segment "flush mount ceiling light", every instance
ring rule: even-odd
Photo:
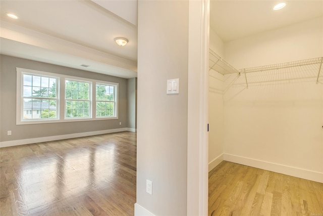
[[[128,39],[124,37],[116,37],[115,38],[115,41],[117,45],[121,46],[121,47],[123,47],[126,45],[128,42]]]
[[[274,11],[277,11],[278,10],[281,10],[282,8],[284,8],[286,6],[286,3],[279,3],[275,5],[273,8],[273,9]]]
[[[19,19],[19,17],[18,16],[15,15],[14,14],[12,14],[11,13],[7,13],[6,14],[7,14],[7,16],[12,19],[15,19],[16,20],[17,19]]]

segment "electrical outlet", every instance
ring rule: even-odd
[[[149,194],[152,193],[152,182],[148,180],[146,180],[146,192]]]

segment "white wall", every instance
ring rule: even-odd
[[[228,42],[225,58],[240,69],[321,57],[322,28],[320,18]],[[247,74],[248,89],[241,76],[224,97],[224,159],[323,182],[323,86],[315,78],[267,82],[278,76],[265,74]]]
[[[224,58],[239,69],[321,57],[322,26],[321,17],[228,42]]]
[[[155,215],[187,213],[188,4],[138,1],[136,207]],[[177,78],[179,94],[167,95]]]
[[[210,27],[209,48],[224,58],[224,43]],[[208,169],[210,171],[223,160],[223,81],[224,76],[211,70],[209,72],[208,94]]]

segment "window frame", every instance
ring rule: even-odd
[[[67,99],[66,98],[66,81],[76,81],[80,82],[85,82],[89,84],[89,95],[88,95],[88,100],[81,100],[79,99]],[[64,78],[64,119],[65,120],[71,120],[71,119],[90,119],[93,117],[93,114],[92,112],[92,104],[93,103],[93,97],[92,97],[92,92],[93,91],[93,83],[92,82],[89,81],[86,81],[83,79],[76,79],[75,78]],[[66,116],[66,101],[88,101],[89,102],[89,116],[88,117],[67,117]]]
[[[44,72],[26,68],[17,67],[17,93],[16,93],[16,124],[31,124],[48,123],[58,123],[74,121],[85,121],[93,120],[102,120],[119,119],[119,83],[108,81],[89,79],[87,78],[70,76],[55,73]],[[57,118],[37,118],[37,119],[23,119],[23,75],[24,73],[29,73],[32,75],[46,76],[51,77],[57,77]],[[86,117],[72,117],[67,118],[65,115],[66,100],[65,100],[65,80],[66,79],[75,80],[76,81],[89,82],[90,83],[90,92],[89,98],[89,116]],[[115,115],[114,116],[96,116],[96,84],[105,84],[114,87],[114,98],[115,99]],[[67,99],[68,100],[68,99]]]
[[[94,89],[95,89],[95,118],[99,118],[100,119],[105,118],[115,118],[116,117],[118,117],[118,91],[119,90],[118,89],[118,85],[116,85],[116,83],[114,83],[113,82],[96,82],[95,83],[95,86],[94,87]],[[99,100],[98,101],[96,100],[96,85],[109,85],[109,86],[112,86],[114,88],[114,100],[113,101],[102,101],[102,100]],[[116,96],[116,95],[117,95],[117,96]],[[114,113],[115,114],[115,115],[114,116],[98,116],[96,115],[96,102],[113,102],[114,104]]]

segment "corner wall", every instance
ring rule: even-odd
[[[186,215],[189,2],[138,4],[135,207],[155,215]],[[177,78],[179,94],[167,95],[167,80]],[[151,195],[146,180],[152,182]]]
[[[322,19],[229,42],[225,51],[238,69],[322,57]],[[274,73],[248,73],[253,84],[247,89],[242,77],[226,94],[224,159],[323,182],[323,85],[312,75],[318,70],[286,71],[285,81],[272,81]],[[312,78],[297,79],[299,73]]]
[[[137,131],[137,78],[127,80],[128,128]]]
[[[237,69],[323,56],[323,17],[228,42],[224,58]]]

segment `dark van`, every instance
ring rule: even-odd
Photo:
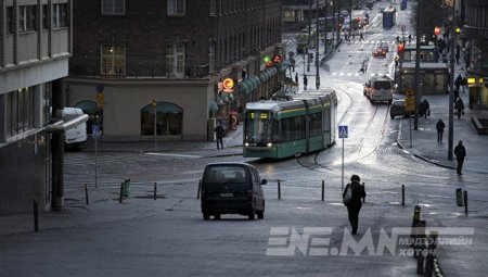
[[[267,182],[258,171],[246,163],[207,164],[202,178],[202,214],[205,221],[220,219],[221,214],[255,215],[265,217],[265,194],[261,185]]]

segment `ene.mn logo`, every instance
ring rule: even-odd
[[[412,234],[431,234],[436,231],[437,239],[412,237]],[[388,234],[384,228],[378,234],[368,228],[363,235],[350,235],[350,231],[336,230],[333,227],[304,227],[299,232],[295,227],[271,227],[266,255],[293,256],[295,253],[310,256],[328,255],[390,255],[413,256],[427,255],[428,250],[412,249],[411,245],[437,243],[437,245],[472,245],[474,228],[472,227],[442,227],[442,228],[410,228],[394,227]],[[331,238],[337,240],[331,243]],[[415,253],[416,251],[416,253]]]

################

EXERCISE BRIEF: Without the pictures, restate all the entries above exactly.

EXERCISE OUTPUT:
segment "flush mount ceiling light", every instance
ring rule: even-odd
Photo:
[[[128,39],[124,37],[116,37],[115,38],[115,41],[117,45],[121,46],[121,47],[123,47],[126,45],[128,42]]]
[[[274,11],[277,11],[278,10],[281,10],[282,8],[284,8],[286,6],[286,3],[279,3],[275,5],[273,8],[273,9]]]
[[[19,19],[19,17],[18,16],[15,15],[14,14],[12,14],[11,13],[7,13],[6,14],[7,14],[7,16],[12,19],[15,19],[16,20],[17,19]]]

segment "electrical outlet", every instance
ring rule: even-odd
[[[149,194],[152,193],[152,182],[148,180],[146,180],[146,192]]]

segment "white wall", every instance
ring rule: even-odd
[[[228,42],[225,58],[240,69],[321,57],[322,28],[320,18]],[[247,74],[248,89],[241,76],[224,97],[224,159],[323,182],[323,86],[315,78],[267,82],[278,76],[265,74]]]
[[[224,58],[239,69],[321,57],[322,26],[321,17],[228,42]]]
[[[155,215],[187,213],[188,4],[138,1],[136,207]],[[177,78],[179,94],[167,95]]]
[[[210,27],[209,48],[224,58],[224,43]],[[208,169],[210,171],[223,160],[223,81],[224,76],[211,70],[209,72],[208,94]]]

segment "window frame", every instance
ring rule: even-odd
[[[67,99],[66,98],[66,81],[76,81],[80,82],[85,82],[89,84],[89,95],[88,95],[88,100],[81,100],[79,99]],[[64,78],[64,119],[65,120],[71,120],[71,119],[90,119],[93,117],[93,114],[92,112],[92,104],[93,103],[93,97],[92,97],[92,92],[93,91],[93,83],[92,82],[89,81],[86,81],[83,79],[76,79],[75,78]],[[66,116],[66,101],[88,101],[89,102],[89,116],[88,117],[67,117]]]
[[[44,72],[26,68],[17,67],[17,93],[16,93],[16,124],[31,124],[48,123],[58,123],[74,121],[85,121],[93,120],[102,120],[119,119],[119,83],[108,81],[89,79],[87,78],[70,76],[55,73]],[[57,118],[37,118],[37,119],[23,119],[23,75],[24,73],[29,73],[32,75],[46,76],[51,77],[57,77]],[[86,117],[72,117],[67,118],[65,115],[66,100],[65,100],[65,80],[66,79],[75,80],[76,81],[89,82],[90,83],[90,92],[89,98],[89,116]],[[115,115],[114,116],[96,116],[96,84],[105,84],[114,87],[114,98],[115,99]],[[67,99],[68,100],[68,99]]]
[[[94,89],[95,89],[95,118],[99,118],[100,119],[105,118],[115,118],[116,117],[118,117],[118,91],[119,90],[118,89],[118,85],[116,85],[116,83],[114,83],[113,82],[96,82],[95,83],[95,86],[94,87]],[[99,100],[98,101],[96,100],[96,85],[109,85],[109,86],[112,86],[114,88],[114,100],[113,101],[102,101],[102,100]],[[116,96],[116,95],[117,95],[117,96]],[[114,113],[115,114],[115,115],[114,116],[98,116],[96,115],[96,102],[113,102],[114,104]]]

segment "corner wall", every instance
ring rule: even-odd
[[[186,215],[189,2],[138,4],[135,207],[155,215]],[[177,78],[179,94],[167,95],[167,80]],[[151,195],[146,180],[152,182]]]
[[[322,19],[229,42],[225,51],[238,69],[322,57]],[[274,73],[248,73],[253,84],[247,89],[242,77],[226,94],[224,159],[323,182],[323,85],[312,75],[318,70],[286,71],[285,81],[272,81]],[[312,78],[297,79],[299,73]]]
[[[137,131],[137,78],[127,80],[128,128]]]
[[[237,69],[323,56],[323,17],[228,42],[224,58]]]

segment `dark van`, every instance
ring rule: even-odd
Photo:
[[[267,182],[258,171],[246,163],[207,164],[202,178],[202,214],[205,221],[220,219],[221,214],[255,215],[265,217],[265,194],[261,185]]]

segment `ene.mn logo`, every instance
ring rule: even-odd
[[[412,234],[431,234],[436,231],[437,239],[412,237]],[[388,234],[384,228],[378,234],[368,228],[363,235],[350,235],[350,231],[336,230],[333,227],[304,227],[299,232],[295,227],[271,227],[266,255],[293,256],[295,253],[310,256],[328,255],[390,255],[413,256],[427,255],[428,250],[412,249],[411,245],[437,243],[437,245],[472,245],[474,228],[472,227],[442,227],[442,228],[410,228],[394,227]],[[331,238],[337,240],[331,243]],[[415,253],[416,251],[416,253]]]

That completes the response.